** Start of Passage to read **
# Problem With Grizzly Rotary Table



## Fredb80 (Feb 2, 2016)

Good afternoon,
    First post. (I am relatively new to this whole metal thing).  The subject is the Grizzly H7527 rotary table. I bought one and the first thing I found wrong was the backlash. One full turn of the wheel. Yes. Also, I tried installing one of the indexing dividing plates. I found that there was no way that the indexing pin would extend inward so as to go into any of the holes. Grizzly tech support was very good at answering my query and they sent me a new crank handle with indexing pin but it was the same problem. So they had me send it all back and in one day I received a brand new unit.

   Below is a picture of the whole unit. As well as two pictures showing how the indexing pin doesn't reach the dividing plate. I decided to ask for help here because if I asked Grizzly tech again with the same problem on a new unit they would think ....  well I don't know what!

   I assembled the dividing plate unit as instructed in the manual on page 14. Here they are in shortened form:

1. Remove the crank handle cap screw and special washer. (check)
2. Remove the handwheel and key from the shaft. Tape the key to the handwheel for safe keeping. (check)
3.Insert the dividing plate, counter bores facing out, and secure it with the provided screws. (check)
4. Place the sector arm assembly over the shaft Figure 14). (check)
5. Slide the sector arm spring into the slot on the shaft to hold the sector arms tight against the dividing plate. (check)
6. Install the crank handle with the indexing pin and secure it with the special washer and cap screw (see Figure 16). (check)  Note, - The crank handle slot adjusts so the indexing pin sits directly above the hole circle chosen. To ease installation, place the pin in the desired hole circle, then tighten the cap screw. (Unable to do this as the pin would not reach the dividing plate).

My problem is that the flattened portion of the shaft over which the crank handle slides only allows the crank to go so far inward. One can see that in the pictures.

Now then I searched all over the place and could not find any occurrance of this problem with this unit. So, I have finally reached the conclusion that it is all my fault. Somehow!

Any and all responses are welcome, particularly from those with the same unit.
Thanks for listening!

fred









PS: Grizzly & Grizzly Tech was great and I will buy from them again!


----------



## epanzella (Feb 2, 2016)

I don't have a dividing head, just a rotary table but... maybe you're looking at this the wrong way. If you're certain the pin won't go in any further, maybe the dividing plate needs to come out further. Possibly it's supposed to have a spacer behind it?


----------



## JimDawson (Feb 2, 2016)

Is it possible to loosen the set screw and move the handle in farther?  Kinda looks like what needs to happen there.


----------



## ScrapMetal (Feb 2, 2016)

epanzella said:


> I don't have a dividing head, just a rotary table but... maybe you're looking at this the wrong way. If you're certain the pin won't go in any further, maybe the dividing plate needs to come out further. Possibly it's supposed to have a spacer behind it?



With the amount of threads showing on the shaft that would was my first thought as well.

-Ron


----------



## ch2co (Feb 2, 2016)
** End of Passage to read **
** Start of Provided information **
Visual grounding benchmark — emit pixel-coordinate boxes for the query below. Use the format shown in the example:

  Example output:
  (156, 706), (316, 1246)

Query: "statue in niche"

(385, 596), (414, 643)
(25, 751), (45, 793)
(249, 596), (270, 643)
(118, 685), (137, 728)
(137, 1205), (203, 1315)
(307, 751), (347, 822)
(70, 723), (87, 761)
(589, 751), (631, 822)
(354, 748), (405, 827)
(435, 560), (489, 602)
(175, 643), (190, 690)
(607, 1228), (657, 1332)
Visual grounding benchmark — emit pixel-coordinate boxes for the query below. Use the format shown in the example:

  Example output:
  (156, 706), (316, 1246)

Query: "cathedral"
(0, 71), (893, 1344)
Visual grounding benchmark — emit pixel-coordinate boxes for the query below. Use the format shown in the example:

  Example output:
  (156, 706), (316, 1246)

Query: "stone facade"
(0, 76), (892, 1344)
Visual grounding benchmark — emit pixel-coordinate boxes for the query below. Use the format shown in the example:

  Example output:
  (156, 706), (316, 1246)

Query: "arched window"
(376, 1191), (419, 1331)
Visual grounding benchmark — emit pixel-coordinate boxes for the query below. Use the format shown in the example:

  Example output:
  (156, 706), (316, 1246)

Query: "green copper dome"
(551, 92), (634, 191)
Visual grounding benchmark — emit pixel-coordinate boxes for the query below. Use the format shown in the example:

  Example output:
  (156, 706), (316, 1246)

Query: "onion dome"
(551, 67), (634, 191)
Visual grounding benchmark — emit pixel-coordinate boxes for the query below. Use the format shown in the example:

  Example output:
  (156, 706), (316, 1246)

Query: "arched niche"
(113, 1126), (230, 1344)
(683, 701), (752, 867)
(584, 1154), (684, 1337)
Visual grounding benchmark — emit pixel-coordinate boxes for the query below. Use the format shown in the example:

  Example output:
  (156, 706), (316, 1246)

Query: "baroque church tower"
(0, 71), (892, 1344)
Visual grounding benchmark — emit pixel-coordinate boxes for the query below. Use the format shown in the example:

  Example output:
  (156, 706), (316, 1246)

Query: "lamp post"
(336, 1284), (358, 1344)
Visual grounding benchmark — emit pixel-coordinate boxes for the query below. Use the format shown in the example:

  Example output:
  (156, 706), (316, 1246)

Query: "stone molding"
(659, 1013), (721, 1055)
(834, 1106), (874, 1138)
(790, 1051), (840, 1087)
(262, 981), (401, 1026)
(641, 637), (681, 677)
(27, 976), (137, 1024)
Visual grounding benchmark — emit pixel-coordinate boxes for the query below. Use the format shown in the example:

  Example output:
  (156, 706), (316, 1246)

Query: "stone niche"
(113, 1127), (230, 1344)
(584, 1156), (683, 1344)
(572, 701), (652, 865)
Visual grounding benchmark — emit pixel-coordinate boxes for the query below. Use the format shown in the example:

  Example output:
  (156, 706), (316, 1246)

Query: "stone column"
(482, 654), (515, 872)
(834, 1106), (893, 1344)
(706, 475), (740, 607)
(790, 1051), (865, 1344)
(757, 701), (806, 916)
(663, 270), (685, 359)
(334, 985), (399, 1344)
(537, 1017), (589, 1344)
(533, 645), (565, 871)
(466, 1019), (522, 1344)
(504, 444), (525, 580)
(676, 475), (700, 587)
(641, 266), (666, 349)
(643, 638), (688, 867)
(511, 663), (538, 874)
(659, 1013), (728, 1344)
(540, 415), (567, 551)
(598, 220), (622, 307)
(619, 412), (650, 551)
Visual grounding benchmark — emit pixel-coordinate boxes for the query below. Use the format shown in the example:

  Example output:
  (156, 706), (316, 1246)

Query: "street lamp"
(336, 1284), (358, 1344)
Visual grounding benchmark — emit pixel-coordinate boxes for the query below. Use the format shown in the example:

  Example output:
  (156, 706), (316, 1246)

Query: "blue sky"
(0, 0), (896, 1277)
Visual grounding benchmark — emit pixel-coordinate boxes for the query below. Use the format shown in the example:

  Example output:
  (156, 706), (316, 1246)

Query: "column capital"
** End of Provided information **
List of tasks:
**A.** In the rows, change "cathedral" to "basilica" and write out everything from the first row down to the line containing "(376, 1191), (419, 1331)", leaving all else as it stands.
**B.** Carry the rotary table forum thread forward from the point where it stops.
The forum thread and the rows are unrelated material.

Written responses:
**A.**
Visual grounding benchmark — emit pixel-coordinate boxes for the query below. Use the format shown in the example:

  Example output:
  (156, 706), (316, 1246)

Query: "statue in niche"

(385, 596), (414, 643)
(25, 751), (45, 793)
(249, 596), (270, 643)
(118, 685), (137, 728)
(137, 1205), (203, 1315)
(307, 751), (347, 822)
(70, 723), (87, 761)
(589, 751), (631, 822)
(354, 748), (405, 827)
(435, 560), (489, 602)
(175, 643), (190, 690)
(607, 1228), (657, 1332)
Visual grounding benchmark — emit pixel-coordinate boxes for the query below. Use the format shown in the example:

  Example output:
  (156, 706), (316, 1246)

Query: "basilica"
(0, 71), (893, 1344)
Visual grounding benchmark — emit pixel-coordinate boxes for the query below. Use the format shown in the example:

  Example output:
  (156, 706), (316, 1246)

Query: "stone facade"
(0, 76), (892, 1344)
Visual grounding benchmark — emit pixel-coordinate boxes for the query below. Use the format shown in the example:

  Example output:
  (156, 706), (316, 1246)

Query: "arched window"
(376, 1191), (419, 1331)

**B.**
I just took a look at my little 4" griz rotary table/ dividing head and it seems to have the same handle.
The slotted handle piece should slip over the two flats on the shaft further than I see in your pics. Is it possible that 
the handle is not seating fully on the main divider shaft.  Secondly, possibly the detent on the index pin knob seems
to be pulled away from the slotted handle, almost like it hasn't fully sprung forward enough. I know that I'm comparing two
different dividing tables but the handle/crank  assemblies look almost exactly alike and I think should work the same.
I have never used mine for anything other than a crude rotary table, but when I pulled out the parts for the dividing head
assembly, it looks like the previous owner might have added a slot in the knob so as to be able to hold the pin away
from the dividing plate for adjustment??  Is the slot in the crank seated over the flats on the shaft that drives the gear?

I'm probably telling you what you have already checked out, in which case I apologize.
My table and divider assembly came without any instructions, nor do any seem to be available from Grizzly. 
They do have a parts list on line, but this doesn't sh0w anything about how this thing is supposed to work.

CHuck the very grumpy old guy


----------



## JimDawson (Feb 2, 2016)

Hmmmmm.....Try pulling the handle towards you and give it a half turn to see what happens.  Maybe it's detented in the out position.


----------



## Fredb80 (Feb 2, 2016)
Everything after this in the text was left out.